━━━ TEXTO EXTRAÍDO ━━━
Por Drogoteca
Holanda, paradigma de la tolerancia aplicada, inicia el ciclo final para tener un circuito cerrado de producción de cannabis, que sirva de abastecimiento a esos locales -ya elevados a centros turísticos- que son los Coffee-Shop. ¿Cuánto tiempo ha llevado y cómo ha sido esto?
Los más viejos del lugar, éramos críos cuando en Holanda se comenzó a tolerar la venta al por menor de cannabis. La cosa comenzó con unos cuantos locales (discotecas que diríamos por aquella época) que comenzaron a tener su propio dealer o camello, para suministrar al personal algo que fumar, de calidad. En lugar de arremeter contra esto, a lo largo del tiempo, Holanda y en concreto sus municipios se fueron enfrentando al asunto de una forma bastante similar a la que hoy en día “sostiene” a los CSC en España: mientras no dieran guerra y cumplieran ciertas normas, no tenía sentido ir a por ellos.
━━━ DATOS PROPORCIONADOS ━━━
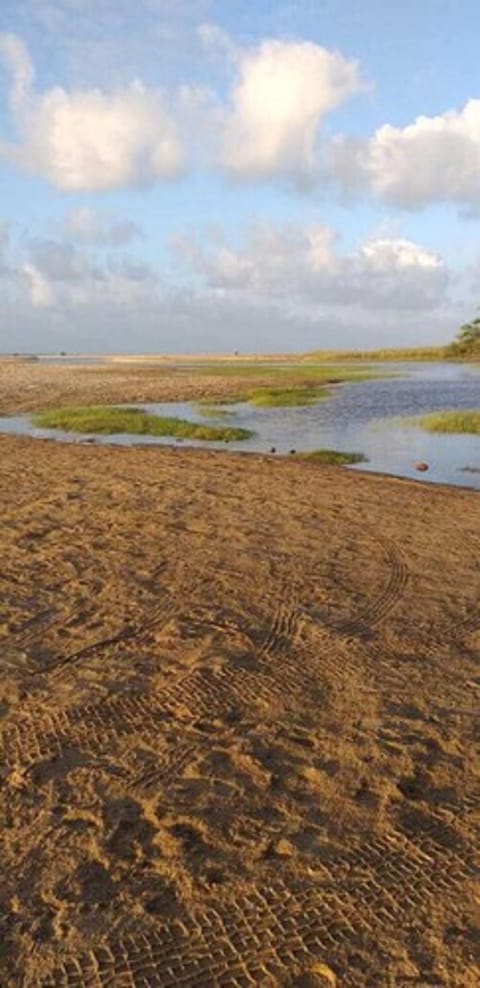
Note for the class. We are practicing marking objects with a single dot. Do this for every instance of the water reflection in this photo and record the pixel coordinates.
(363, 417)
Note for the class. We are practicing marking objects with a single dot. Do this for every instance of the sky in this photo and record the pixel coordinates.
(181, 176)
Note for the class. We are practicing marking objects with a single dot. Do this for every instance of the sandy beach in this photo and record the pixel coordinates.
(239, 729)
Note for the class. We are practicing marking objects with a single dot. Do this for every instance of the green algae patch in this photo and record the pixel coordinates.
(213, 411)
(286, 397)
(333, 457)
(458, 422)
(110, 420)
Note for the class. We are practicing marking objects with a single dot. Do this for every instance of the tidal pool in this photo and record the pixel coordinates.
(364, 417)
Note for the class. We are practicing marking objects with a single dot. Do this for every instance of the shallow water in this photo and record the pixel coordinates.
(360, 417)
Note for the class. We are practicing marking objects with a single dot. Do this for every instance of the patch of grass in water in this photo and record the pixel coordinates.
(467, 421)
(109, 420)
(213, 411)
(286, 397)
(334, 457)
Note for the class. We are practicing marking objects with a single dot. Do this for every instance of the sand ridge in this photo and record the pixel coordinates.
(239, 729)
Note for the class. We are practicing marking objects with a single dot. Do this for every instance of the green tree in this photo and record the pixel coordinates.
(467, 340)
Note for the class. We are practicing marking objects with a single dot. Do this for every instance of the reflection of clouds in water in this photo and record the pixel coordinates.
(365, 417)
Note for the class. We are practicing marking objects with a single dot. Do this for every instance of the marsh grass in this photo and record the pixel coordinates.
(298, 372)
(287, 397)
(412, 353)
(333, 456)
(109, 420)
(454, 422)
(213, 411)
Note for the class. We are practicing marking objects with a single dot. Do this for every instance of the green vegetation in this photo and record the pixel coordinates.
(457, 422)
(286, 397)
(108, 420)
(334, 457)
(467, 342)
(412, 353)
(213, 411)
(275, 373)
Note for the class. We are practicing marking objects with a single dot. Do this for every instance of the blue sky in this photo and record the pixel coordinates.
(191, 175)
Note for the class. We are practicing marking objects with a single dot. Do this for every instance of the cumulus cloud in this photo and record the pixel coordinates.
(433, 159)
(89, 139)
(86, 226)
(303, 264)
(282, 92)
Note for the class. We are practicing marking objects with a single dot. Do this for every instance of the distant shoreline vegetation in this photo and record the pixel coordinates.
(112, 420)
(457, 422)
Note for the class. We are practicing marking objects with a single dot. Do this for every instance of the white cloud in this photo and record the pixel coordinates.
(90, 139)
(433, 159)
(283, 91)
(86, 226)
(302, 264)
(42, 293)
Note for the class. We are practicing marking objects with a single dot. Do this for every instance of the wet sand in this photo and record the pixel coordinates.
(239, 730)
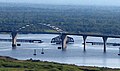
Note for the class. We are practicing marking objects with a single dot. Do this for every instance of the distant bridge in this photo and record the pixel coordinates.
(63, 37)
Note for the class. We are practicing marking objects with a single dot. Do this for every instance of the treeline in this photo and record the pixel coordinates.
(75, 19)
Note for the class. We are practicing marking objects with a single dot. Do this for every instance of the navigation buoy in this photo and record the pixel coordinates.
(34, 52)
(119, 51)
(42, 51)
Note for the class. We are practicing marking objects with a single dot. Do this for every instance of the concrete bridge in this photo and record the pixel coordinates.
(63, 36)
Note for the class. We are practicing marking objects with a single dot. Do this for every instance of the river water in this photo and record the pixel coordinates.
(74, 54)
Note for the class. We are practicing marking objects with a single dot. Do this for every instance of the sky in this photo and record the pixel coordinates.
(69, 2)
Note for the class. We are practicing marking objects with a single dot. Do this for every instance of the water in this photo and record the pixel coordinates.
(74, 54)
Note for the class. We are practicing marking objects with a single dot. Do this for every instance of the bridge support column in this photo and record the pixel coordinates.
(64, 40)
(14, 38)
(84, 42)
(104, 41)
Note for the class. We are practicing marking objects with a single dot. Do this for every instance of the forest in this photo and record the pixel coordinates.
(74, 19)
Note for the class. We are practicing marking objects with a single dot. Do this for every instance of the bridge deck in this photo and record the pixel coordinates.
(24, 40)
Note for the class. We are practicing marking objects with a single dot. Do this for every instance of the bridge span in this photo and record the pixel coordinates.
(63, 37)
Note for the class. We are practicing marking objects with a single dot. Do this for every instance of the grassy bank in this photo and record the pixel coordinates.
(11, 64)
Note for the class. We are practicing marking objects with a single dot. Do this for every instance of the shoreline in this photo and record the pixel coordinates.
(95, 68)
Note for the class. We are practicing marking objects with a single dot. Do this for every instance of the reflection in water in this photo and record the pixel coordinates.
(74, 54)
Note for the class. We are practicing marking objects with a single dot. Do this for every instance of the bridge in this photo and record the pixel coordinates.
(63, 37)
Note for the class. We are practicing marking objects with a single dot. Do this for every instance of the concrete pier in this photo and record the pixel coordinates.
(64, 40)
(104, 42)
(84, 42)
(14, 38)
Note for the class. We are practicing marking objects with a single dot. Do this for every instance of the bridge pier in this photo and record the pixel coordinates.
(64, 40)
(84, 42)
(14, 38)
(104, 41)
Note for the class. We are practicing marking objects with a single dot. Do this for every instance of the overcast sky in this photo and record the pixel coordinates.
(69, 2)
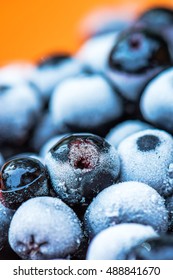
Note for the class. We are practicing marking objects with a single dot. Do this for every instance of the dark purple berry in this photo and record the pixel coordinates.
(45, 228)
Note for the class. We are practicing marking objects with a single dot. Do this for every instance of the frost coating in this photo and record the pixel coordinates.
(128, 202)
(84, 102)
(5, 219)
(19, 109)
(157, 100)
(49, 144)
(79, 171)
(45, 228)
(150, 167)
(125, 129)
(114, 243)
━━━
--- OBJETIVO 1 ---
Según el texto extraído, ¿por qué los municipios holandeses no actuaban contra los locales que vendían cannabis? Responda en una o dos oraciones.
--- OBJETIVO 2 ---
Extraiga de las entradas cada línea en la que figure la palabra "purple".

--- RESULTADO FINAL 1 ---
Mientras esos locales no dieran guerra y cumplieran ciertas normas, no tenía sentido ir a por ellos.

--- RESULTADO FINAL 2 ---
Note for the class. We are practicing marking objects with a single dot. Do this for every instance of the dark purple berry in this photo and record the pixel coordinates.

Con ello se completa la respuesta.